START Source text

Dan Flavin has long been recognized for his pioneering use of light and color divorced from traditional artistic contexts. Employing only commercial fluorescent lights, Flavin devised a radical new art form that circumvented the limits imposed by frames, pedestals, and other conventional means of display. The reductive and methodical character of his extraordinary work references the relationship to specific architectural contexts. His embrace of the fluorescent light as an aesthetic object placed him at the forefront of a generation of artists whose use of industrial materials and elementary forms became conspicuous characteristics of Minimal Art.
Speaking about his work, Flavin said, “In time, I came to these conclusions about what I had found in fluorescent light, and about what might be done with it plastically: Now the entire interior spatial container and its parts—wall, floor and ceiling, could support this strip of light but would not restrict its act of light except to enfold it. Regard the light but would not restrict its act of light except to enfold it. Regard the light and you are fascinated—inhibited from grasping its limits at each end. While the tube itself has an actual length of eight feet, its shadow, cast by the supporting pan, has none but an illusion dissolving at its ends. This waning shadow cannot really be measured without resisting its visual effect and breaking the poetry” (D. Flavin, quoted in J. Fiona Ragheb, Dan Flavin: The Architecture of Light, exh. Cat. Guggenheim Museum, New York, 1999, p.58)
Though Flavin’s lights represent the transformation of painting and sculpture into a third medium that both transgresses and transcends the first two, they remain conceptually grounded in the advances of the previous generation. Though he took great lengths to carefully preserve, document, and construct permanent settings for his art, he had an equally keen sense of its ephemeral nature. Flavin’s work is on the forefront of what he referred to as “situational art.” In an interview with Tiffany Bell, he states, “one has no choice but to accept the fact of temporary art. Permanence just defies everything. There’s no such thing. I have no hope for that” (M. Govan and T. Bell, Dan Flavin: A Retrospective, New York, 2004, p.14). Untitled allows for an intimate connection with the viewer as the striking pairing of complimentary colors red and green is not only visually arresting but also inherently sophisticated as well. The brilliant warm glow emanates off the wall and commands the room, filling the space with Flavin’s iconic fluorescent light.

END Source text
START Given entries

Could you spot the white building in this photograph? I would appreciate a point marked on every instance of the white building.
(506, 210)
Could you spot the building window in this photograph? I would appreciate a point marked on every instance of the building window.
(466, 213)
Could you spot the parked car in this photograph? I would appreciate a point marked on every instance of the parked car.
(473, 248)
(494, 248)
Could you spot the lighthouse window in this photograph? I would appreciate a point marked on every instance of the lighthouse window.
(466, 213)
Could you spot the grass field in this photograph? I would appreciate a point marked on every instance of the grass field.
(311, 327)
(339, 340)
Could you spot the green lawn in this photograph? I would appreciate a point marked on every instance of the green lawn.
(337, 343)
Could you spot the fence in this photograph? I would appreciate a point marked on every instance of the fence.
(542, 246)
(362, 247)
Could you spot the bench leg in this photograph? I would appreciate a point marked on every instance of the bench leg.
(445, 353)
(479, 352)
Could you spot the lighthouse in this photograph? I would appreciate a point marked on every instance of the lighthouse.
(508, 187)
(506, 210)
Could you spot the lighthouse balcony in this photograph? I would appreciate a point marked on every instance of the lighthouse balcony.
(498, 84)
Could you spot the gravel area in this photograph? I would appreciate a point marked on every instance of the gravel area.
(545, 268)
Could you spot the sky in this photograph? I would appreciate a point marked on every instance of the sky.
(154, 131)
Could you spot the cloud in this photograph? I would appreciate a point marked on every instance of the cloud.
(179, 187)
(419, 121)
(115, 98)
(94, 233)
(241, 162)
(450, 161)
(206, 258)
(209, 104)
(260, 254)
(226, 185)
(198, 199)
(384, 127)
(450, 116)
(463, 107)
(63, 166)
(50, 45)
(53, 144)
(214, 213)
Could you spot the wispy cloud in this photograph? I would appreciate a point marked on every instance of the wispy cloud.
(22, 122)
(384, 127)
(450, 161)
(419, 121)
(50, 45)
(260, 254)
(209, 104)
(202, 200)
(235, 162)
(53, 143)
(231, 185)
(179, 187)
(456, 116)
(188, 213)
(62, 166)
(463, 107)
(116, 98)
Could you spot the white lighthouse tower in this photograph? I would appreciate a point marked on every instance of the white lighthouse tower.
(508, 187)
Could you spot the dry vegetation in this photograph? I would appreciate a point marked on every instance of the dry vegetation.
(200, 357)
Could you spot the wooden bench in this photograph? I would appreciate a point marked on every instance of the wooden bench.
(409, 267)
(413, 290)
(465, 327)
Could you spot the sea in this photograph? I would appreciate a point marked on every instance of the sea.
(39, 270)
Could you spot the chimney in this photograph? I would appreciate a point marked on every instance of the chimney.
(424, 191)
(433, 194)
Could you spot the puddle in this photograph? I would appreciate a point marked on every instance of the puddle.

END Given entries

## [Work to do]
• A. In the text on Dan Flavin, which parts of the "interior spatial container" does Flavin name in his quotation?
• B. Carry the text on Dan Flavin forward, starting after its final sentence.

## [Replies]
• A. Wall, floor, and ceiling.

• B.
Executed in 1968, this work is product of a pivotal moment in Flavin’s career as this was the year in which Flavin objectively mastered the process of working with his signature fluorescent tubes. It was also the year when he decided his collection of small-scale work was completed, and in 1970 he moved almost entirely to working with large scale installations. His work has been the subject of many major museum retrospectives, including those organized by the National Gallery of Canada in Ottawa (1969), St. Louis Art Museum (1973), Kunsthalle Basel (1975), and Museum of Contemporary Art in Los Angeles (1989). In 1992, Flavin filled the entire Solomon R. Guggenheim Museum in New York with multicolored light, taking full advantage of the open spatial layout of the Frank Lloyd Wright design and in 1996, he introduced electric green and blue lights into the staircases of the warehouse then occupied by the Dia Art Foundation.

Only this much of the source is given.